* What this task involves *
How many lines in the records below contain the string "raised"? Case counts, so reply with only the number.

==== Provided data ====

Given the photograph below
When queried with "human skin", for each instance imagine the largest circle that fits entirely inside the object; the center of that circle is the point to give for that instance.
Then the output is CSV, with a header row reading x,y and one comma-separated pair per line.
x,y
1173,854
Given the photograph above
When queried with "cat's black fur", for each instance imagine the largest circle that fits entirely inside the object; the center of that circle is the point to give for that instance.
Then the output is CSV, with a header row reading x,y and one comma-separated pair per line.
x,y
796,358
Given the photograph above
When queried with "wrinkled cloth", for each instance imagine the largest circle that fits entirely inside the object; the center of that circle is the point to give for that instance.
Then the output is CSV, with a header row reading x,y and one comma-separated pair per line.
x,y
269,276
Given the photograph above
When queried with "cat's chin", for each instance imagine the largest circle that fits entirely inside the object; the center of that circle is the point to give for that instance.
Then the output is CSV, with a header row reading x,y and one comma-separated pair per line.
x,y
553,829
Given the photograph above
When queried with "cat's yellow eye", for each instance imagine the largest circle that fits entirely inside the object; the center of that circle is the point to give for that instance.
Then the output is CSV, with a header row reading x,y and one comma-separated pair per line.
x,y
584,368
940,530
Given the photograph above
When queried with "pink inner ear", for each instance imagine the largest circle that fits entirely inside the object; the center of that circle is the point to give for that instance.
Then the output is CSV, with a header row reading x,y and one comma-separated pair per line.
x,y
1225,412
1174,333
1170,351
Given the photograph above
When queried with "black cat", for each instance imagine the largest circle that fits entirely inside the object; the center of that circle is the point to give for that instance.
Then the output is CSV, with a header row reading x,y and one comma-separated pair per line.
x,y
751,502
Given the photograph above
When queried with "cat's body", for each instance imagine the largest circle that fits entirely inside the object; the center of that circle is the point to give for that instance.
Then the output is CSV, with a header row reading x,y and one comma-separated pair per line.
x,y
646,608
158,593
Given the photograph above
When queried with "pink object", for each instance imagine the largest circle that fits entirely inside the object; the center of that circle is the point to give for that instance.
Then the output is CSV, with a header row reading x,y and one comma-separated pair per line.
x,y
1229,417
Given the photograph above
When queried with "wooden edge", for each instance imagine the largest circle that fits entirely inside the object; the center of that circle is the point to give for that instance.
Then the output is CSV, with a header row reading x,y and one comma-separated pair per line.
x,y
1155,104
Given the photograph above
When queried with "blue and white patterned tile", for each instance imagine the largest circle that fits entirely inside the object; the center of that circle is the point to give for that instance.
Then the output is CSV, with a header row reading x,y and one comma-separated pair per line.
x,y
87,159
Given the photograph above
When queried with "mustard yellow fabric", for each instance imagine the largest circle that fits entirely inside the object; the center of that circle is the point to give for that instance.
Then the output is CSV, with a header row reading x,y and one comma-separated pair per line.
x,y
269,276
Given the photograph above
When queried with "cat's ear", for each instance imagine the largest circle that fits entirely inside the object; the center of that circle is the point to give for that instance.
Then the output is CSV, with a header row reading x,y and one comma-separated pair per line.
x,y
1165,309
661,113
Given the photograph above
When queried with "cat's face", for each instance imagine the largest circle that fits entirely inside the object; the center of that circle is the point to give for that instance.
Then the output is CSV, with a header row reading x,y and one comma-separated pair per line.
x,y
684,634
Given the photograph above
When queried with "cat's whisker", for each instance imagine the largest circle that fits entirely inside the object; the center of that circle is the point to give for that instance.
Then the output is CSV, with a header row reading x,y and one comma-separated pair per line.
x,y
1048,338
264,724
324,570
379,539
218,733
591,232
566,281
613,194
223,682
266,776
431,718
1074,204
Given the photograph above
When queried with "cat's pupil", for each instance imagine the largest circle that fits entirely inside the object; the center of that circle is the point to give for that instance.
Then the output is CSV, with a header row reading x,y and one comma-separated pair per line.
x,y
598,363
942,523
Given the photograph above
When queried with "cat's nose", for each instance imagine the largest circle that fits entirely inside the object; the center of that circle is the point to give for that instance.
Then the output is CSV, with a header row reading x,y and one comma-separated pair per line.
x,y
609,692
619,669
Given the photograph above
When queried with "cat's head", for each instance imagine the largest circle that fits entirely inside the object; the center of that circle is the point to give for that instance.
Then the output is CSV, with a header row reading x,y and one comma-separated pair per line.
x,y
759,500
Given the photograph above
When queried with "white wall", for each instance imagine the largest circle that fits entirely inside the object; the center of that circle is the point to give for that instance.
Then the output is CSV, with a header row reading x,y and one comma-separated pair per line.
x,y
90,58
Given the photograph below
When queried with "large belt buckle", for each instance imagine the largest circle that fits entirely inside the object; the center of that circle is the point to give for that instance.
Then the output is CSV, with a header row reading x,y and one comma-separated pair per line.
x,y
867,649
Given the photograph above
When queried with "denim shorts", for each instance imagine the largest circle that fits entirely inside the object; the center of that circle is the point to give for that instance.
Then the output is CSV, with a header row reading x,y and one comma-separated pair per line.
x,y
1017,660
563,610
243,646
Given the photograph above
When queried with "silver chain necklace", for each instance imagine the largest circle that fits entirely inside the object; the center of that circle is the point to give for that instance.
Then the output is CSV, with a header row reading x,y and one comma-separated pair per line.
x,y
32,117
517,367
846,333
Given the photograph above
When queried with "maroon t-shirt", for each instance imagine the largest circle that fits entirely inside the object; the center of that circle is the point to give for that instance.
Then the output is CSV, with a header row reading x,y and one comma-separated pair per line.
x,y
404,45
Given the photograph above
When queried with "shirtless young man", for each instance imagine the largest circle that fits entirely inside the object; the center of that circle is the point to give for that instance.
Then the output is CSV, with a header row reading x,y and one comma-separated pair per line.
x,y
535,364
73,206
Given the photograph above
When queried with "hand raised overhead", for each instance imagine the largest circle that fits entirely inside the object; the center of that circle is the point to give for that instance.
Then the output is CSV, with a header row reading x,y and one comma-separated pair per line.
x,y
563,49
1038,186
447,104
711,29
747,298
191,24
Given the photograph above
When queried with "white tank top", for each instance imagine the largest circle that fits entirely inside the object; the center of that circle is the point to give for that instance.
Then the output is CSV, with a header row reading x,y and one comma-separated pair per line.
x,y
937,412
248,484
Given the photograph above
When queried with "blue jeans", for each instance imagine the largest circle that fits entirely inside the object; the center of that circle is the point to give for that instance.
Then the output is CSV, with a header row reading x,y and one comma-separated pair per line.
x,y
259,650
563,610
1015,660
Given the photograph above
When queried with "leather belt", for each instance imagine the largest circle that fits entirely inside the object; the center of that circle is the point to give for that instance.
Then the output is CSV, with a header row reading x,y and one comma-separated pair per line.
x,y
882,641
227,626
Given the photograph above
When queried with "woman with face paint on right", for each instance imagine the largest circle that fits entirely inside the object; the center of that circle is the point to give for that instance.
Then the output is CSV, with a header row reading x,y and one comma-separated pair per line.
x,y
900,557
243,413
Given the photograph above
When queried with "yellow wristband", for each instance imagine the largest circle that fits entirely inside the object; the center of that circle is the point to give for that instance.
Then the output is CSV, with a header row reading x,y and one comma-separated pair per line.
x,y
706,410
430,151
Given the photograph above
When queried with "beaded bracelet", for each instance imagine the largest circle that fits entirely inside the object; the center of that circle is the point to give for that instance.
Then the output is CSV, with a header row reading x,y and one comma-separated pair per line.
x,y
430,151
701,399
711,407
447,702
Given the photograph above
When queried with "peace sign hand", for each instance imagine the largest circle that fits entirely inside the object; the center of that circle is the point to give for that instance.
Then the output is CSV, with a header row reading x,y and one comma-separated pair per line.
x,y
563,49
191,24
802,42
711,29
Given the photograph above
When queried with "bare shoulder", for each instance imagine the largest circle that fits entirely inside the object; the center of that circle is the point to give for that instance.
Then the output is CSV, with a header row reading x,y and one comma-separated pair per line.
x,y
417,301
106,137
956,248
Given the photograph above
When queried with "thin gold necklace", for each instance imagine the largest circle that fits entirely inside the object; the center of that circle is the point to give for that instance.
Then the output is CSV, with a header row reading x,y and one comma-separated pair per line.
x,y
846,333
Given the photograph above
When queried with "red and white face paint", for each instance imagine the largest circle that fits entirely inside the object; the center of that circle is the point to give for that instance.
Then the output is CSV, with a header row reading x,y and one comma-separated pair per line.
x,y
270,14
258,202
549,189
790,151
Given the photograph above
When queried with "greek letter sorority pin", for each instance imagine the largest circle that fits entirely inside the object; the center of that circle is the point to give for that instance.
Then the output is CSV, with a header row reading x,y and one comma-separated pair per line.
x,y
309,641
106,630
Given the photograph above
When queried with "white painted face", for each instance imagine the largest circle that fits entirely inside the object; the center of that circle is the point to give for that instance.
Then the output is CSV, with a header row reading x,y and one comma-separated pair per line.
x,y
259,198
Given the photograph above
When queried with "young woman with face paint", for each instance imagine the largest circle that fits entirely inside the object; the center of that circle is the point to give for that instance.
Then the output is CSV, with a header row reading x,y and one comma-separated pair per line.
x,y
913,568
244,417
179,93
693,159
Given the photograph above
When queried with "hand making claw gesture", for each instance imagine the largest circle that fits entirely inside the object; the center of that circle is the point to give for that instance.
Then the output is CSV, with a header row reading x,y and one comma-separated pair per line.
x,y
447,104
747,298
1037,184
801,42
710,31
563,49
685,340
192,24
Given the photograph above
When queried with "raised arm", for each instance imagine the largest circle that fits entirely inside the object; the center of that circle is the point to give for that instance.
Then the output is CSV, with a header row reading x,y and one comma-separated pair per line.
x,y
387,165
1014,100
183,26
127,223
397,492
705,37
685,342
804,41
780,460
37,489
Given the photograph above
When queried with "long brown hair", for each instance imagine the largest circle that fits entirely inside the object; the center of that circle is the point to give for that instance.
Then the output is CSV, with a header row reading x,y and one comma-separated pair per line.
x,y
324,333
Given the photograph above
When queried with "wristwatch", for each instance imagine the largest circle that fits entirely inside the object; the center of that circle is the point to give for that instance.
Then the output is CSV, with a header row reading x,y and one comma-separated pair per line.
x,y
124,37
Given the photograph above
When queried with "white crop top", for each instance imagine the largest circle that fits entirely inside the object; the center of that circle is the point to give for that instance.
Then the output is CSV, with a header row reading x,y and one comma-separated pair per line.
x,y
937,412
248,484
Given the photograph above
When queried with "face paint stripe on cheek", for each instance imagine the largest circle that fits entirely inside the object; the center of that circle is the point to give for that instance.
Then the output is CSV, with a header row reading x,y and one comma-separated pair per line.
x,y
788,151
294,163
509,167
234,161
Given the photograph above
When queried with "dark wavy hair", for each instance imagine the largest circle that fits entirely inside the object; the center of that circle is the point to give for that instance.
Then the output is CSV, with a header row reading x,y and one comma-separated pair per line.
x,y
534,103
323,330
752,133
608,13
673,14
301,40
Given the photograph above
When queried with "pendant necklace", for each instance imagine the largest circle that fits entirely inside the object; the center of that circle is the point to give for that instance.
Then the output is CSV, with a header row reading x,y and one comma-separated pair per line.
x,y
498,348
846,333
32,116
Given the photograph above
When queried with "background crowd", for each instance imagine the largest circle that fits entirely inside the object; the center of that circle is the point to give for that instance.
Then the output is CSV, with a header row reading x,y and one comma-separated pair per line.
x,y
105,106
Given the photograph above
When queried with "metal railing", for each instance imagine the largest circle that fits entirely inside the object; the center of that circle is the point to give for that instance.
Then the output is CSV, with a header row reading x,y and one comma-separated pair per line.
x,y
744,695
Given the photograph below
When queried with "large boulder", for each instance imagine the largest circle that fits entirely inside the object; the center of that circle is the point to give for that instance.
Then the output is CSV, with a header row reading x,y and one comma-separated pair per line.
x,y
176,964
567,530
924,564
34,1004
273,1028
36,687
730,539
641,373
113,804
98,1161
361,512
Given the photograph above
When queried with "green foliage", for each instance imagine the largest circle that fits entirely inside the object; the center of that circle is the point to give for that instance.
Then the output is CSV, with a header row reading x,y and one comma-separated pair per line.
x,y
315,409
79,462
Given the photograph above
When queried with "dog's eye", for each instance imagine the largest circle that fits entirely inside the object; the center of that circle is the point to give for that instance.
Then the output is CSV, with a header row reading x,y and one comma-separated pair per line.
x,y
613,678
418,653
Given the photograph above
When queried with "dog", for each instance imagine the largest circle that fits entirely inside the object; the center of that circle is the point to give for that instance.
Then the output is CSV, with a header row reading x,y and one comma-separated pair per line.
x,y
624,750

====

* Problem solution *
2